* **What is being asked**: Which lines of the listing below contain the word "instance"? Copy out each of them, matching case exactly.

--- Start ---

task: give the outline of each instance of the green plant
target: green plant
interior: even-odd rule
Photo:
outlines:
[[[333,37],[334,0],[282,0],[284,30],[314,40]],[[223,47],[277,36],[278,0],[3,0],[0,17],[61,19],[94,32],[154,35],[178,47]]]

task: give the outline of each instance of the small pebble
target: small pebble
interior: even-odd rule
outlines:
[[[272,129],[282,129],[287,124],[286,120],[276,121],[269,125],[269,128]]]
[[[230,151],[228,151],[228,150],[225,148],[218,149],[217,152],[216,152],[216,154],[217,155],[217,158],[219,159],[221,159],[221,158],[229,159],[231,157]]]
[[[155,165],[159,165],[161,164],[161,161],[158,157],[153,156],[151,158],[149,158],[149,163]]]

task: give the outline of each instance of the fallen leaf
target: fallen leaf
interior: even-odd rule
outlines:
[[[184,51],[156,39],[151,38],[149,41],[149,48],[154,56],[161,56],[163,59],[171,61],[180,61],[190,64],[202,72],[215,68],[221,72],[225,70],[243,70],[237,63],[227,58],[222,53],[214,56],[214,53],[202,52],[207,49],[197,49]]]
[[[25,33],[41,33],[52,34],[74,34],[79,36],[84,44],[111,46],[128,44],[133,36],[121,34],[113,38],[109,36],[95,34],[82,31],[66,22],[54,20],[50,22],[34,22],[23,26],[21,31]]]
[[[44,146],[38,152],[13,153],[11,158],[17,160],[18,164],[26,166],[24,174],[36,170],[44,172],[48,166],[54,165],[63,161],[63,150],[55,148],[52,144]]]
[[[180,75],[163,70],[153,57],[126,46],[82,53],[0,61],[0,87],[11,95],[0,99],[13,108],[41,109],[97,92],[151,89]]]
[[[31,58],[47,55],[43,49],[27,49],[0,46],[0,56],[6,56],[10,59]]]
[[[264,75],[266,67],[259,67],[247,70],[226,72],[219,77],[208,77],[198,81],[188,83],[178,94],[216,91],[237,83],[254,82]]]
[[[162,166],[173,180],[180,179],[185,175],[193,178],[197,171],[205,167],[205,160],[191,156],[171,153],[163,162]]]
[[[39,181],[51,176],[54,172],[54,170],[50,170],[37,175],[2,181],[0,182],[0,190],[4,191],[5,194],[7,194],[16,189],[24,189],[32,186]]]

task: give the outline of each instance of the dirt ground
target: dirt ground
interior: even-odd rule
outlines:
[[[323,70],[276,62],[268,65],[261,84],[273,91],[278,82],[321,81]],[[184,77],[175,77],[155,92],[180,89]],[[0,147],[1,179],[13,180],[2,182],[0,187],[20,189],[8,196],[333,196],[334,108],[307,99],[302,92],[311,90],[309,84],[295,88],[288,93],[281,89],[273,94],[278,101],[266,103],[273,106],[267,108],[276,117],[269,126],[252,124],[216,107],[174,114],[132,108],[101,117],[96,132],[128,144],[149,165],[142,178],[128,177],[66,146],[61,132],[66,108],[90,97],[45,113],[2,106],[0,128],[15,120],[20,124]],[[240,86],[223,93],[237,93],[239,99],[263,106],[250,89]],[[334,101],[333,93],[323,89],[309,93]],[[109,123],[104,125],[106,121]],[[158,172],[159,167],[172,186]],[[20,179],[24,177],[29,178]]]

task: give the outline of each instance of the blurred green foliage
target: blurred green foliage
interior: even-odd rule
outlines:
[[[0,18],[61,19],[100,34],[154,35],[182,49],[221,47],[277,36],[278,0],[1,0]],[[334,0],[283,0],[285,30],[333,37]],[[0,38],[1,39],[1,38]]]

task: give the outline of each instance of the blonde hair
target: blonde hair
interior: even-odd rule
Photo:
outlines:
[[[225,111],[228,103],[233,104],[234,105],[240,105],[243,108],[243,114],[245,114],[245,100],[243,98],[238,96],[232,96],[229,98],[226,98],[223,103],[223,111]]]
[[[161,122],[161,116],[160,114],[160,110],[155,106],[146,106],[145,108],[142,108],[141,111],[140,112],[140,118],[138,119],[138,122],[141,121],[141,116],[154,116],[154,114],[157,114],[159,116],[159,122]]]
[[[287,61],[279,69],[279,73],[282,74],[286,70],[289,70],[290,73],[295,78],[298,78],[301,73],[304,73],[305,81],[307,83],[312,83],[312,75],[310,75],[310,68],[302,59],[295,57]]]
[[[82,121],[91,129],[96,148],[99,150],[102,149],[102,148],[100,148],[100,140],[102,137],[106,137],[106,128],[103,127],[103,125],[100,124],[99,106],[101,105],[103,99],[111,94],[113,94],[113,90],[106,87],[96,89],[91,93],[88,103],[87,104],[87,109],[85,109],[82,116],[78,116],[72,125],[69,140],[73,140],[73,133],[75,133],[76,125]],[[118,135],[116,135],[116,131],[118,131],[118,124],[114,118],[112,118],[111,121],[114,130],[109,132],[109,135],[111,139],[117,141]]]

--- End ---

* **Task solution**:
task: give the outline of each instance of the green plant
task: give the outline of each instance of the small pebble
task: give the outline of each instance of the fallen leaf
task: give the outline of each instance of the dirt ground
task: give the outline of each instance of the blurred green foliage
task: give the outline of each instance of the blonde hair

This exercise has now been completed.